--- TASK STATEMENT ---
All that is wanted is a word-for-word copy of the data from its first line to the line containing "Note: spot the scattered", both included.

--- INFORMATION ---
+ + +

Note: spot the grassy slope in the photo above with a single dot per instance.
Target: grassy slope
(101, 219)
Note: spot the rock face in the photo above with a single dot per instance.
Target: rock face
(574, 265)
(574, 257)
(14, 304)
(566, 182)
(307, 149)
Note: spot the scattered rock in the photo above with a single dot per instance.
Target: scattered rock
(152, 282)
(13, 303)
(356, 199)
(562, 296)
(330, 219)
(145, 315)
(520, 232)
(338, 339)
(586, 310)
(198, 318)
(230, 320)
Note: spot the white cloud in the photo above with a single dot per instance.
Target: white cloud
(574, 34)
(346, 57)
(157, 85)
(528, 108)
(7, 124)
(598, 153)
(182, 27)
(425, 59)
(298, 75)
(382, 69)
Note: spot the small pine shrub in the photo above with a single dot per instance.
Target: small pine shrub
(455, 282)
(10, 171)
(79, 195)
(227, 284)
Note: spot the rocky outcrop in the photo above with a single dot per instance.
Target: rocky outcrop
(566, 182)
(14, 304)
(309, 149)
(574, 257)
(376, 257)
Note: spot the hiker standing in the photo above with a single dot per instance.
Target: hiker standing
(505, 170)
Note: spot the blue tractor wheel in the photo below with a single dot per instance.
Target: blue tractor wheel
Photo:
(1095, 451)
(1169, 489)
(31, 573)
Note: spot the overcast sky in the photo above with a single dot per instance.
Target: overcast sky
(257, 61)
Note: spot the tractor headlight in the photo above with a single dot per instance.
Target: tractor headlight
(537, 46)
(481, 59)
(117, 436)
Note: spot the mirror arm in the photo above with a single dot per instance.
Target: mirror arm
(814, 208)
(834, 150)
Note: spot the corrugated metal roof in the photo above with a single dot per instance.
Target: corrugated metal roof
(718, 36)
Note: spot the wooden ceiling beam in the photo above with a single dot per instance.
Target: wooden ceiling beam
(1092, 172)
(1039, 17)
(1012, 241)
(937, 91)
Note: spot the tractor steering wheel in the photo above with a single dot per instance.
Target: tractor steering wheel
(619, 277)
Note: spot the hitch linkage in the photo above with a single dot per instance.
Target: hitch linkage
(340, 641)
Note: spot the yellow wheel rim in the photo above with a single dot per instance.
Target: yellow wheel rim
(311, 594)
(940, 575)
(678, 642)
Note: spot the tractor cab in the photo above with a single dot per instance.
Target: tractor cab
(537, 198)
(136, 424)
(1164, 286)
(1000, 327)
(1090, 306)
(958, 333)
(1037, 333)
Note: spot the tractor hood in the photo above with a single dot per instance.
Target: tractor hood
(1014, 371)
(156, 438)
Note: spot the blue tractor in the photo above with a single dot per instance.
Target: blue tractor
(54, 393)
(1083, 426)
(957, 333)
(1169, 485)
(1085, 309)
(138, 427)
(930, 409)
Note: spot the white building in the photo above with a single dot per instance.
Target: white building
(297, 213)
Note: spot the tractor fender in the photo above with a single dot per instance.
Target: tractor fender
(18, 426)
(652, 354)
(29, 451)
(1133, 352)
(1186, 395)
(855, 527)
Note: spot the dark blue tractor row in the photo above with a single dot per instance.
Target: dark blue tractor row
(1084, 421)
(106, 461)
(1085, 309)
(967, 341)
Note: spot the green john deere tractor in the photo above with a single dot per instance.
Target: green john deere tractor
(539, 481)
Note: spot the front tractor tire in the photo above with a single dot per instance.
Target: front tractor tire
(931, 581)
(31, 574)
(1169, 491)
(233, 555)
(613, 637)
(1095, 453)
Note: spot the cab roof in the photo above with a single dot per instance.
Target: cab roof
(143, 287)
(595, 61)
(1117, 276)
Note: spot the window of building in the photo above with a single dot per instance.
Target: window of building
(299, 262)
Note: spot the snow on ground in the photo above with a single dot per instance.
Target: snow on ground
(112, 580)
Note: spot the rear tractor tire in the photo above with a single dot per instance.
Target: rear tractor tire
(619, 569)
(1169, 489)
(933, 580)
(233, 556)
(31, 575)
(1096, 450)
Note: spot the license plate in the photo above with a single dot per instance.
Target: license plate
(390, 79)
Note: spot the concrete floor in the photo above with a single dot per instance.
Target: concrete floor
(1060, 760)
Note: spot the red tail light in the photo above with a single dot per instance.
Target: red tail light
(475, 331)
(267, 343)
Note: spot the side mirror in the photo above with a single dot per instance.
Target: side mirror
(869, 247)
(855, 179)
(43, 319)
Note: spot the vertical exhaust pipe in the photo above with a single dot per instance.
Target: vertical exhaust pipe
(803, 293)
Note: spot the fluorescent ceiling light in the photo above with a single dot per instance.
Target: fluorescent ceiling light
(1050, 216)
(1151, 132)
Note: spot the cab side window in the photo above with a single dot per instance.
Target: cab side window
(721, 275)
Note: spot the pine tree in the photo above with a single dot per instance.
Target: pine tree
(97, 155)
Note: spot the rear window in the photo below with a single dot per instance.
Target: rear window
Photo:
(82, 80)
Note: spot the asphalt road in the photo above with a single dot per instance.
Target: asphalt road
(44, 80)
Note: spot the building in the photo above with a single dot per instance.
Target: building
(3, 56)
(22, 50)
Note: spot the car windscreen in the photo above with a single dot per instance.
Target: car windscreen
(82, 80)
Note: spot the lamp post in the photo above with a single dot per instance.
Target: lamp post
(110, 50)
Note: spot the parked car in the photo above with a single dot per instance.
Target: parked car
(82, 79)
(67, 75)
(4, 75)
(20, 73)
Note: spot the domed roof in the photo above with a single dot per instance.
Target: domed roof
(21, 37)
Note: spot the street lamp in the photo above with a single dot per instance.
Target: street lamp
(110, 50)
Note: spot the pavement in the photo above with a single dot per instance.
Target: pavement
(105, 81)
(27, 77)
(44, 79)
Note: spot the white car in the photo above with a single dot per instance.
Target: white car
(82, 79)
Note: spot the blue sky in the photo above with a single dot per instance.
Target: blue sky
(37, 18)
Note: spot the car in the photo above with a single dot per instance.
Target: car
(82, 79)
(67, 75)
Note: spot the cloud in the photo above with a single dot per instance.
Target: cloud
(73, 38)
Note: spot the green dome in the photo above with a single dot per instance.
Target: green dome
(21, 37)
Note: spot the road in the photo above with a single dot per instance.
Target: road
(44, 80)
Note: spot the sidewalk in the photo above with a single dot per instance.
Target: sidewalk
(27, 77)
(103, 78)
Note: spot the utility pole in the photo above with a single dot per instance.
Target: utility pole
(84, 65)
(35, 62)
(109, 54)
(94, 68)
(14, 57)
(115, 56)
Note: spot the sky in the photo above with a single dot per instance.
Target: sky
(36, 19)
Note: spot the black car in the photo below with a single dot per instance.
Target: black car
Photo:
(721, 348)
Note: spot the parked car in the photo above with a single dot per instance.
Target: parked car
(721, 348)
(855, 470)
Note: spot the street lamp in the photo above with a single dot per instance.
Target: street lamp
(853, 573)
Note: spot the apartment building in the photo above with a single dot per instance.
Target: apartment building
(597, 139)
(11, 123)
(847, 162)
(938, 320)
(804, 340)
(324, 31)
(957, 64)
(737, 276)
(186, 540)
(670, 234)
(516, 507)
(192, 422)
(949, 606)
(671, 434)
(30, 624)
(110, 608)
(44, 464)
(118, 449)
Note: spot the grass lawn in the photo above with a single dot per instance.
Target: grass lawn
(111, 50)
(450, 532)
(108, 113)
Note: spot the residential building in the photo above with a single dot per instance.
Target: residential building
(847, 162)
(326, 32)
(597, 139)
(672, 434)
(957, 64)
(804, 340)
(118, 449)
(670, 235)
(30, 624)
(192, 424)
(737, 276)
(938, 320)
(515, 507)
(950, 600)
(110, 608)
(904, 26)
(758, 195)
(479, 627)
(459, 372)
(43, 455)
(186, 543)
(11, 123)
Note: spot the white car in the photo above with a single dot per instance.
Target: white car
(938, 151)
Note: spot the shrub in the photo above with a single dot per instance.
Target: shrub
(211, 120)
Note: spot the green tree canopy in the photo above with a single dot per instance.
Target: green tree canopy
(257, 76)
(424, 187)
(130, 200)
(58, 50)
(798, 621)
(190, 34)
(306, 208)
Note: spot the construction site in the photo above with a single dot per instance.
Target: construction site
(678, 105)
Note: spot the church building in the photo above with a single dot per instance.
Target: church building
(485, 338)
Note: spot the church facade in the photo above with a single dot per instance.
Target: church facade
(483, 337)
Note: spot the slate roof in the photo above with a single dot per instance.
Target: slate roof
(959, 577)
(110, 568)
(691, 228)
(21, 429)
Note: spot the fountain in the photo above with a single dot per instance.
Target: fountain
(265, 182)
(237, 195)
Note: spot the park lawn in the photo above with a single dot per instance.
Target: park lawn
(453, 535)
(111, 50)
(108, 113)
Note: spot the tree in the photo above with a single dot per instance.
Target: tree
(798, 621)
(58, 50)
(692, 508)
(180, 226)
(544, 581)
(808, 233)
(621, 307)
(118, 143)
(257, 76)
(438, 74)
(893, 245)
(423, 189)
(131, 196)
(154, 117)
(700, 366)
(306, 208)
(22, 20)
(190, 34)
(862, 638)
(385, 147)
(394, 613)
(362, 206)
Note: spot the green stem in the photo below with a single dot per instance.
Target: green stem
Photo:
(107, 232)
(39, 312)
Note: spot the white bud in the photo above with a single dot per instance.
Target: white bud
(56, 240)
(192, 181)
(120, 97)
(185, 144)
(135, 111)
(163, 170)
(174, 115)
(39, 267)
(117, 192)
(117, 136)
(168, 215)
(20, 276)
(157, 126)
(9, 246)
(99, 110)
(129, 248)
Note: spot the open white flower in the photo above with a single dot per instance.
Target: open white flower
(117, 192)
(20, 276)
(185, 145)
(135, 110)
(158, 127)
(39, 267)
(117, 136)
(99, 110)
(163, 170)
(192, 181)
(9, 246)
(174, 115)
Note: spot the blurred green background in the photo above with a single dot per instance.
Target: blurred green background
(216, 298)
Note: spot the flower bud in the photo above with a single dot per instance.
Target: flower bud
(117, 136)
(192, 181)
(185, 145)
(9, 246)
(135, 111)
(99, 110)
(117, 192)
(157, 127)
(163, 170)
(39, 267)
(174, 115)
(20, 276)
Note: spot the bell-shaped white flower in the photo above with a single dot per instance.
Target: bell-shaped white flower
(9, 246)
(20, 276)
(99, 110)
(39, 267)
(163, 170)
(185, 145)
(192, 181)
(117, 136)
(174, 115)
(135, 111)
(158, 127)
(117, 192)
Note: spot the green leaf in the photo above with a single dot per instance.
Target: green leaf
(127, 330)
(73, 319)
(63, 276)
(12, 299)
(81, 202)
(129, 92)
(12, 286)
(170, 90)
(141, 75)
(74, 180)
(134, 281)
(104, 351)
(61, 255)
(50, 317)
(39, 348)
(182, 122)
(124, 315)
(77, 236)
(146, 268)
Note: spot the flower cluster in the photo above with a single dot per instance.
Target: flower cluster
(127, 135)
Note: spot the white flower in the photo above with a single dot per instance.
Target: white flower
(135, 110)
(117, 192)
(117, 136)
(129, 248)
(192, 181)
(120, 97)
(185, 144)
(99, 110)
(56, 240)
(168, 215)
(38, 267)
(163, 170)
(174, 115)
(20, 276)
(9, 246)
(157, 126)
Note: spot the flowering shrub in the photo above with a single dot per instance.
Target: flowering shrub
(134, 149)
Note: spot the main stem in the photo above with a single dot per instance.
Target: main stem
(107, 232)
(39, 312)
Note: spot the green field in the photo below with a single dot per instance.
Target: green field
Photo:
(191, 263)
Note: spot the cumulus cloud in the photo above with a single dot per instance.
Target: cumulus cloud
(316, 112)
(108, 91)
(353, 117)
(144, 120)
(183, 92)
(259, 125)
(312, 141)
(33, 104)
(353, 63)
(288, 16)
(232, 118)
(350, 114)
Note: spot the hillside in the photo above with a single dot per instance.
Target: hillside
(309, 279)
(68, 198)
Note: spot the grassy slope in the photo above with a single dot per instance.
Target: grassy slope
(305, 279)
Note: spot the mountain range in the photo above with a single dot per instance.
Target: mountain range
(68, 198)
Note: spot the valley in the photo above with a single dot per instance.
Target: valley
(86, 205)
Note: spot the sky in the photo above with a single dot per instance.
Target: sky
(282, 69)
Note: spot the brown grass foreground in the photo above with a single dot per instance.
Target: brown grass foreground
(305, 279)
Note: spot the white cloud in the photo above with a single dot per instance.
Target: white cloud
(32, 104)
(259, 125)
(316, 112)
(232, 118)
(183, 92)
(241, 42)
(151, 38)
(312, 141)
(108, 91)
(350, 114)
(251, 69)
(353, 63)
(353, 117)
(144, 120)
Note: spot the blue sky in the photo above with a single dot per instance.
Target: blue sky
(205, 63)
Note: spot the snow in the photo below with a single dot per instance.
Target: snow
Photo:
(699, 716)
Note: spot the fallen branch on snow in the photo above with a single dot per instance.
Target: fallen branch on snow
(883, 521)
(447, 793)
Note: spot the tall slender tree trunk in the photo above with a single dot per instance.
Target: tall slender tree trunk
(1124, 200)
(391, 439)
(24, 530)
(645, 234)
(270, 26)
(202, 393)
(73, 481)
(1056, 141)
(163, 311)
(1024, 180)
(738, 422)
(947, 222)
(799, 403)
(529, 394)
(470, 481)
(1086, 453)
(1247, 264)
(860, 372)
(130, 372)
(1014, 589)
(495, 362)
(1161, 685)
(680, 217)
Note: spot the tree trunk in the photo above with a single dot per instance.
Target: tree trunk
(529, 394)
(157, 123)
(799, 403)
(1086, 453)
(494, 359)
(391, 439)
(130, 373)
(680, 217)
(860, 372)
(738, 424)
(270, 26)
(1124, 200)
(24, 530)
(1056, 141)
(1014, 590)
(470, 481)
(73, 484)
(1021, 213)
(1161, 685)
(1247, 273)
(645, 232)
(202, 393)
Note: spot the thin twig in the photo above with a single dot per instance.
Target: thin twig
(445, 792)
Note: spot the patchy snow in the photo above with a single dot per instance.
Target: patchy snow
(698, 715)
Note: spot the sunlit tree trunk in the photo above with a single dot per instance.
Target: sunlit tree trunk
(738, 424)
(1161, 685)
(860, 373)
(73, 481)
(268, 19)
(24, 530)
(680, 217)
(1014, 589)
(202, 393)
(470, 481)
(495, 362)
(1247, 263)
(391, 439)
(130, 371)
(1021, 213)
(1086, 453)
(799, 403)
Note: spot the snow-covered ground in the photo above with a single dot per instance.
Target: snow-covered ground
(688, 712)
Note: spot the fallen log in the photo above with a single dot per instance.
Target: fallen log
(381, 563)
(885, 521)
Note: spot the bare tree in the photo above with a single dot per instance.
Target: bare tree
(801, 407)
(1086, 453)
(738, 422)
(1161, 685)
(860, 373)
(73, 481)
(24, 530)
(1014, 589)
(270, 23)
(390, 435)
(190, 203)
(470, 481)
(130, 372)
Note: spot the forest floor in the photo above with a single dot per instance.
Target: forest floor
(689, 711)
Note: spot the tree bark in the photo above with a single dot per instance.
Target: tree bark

+ + +

--- OUTPUT OF THE TASK ---
Note: spot the grassy slope in the photo above with a single dot per instance.
Target: grassy slope
(101, 219)
Note: spot the rock face in the photo above with a single dot per instance.
Target: rock face
(574, 265)
(574, 257)
(14, 304)
(566, 182)
(307, 149)
Note: spot the scattered rock in the photo above with a single dot per instance.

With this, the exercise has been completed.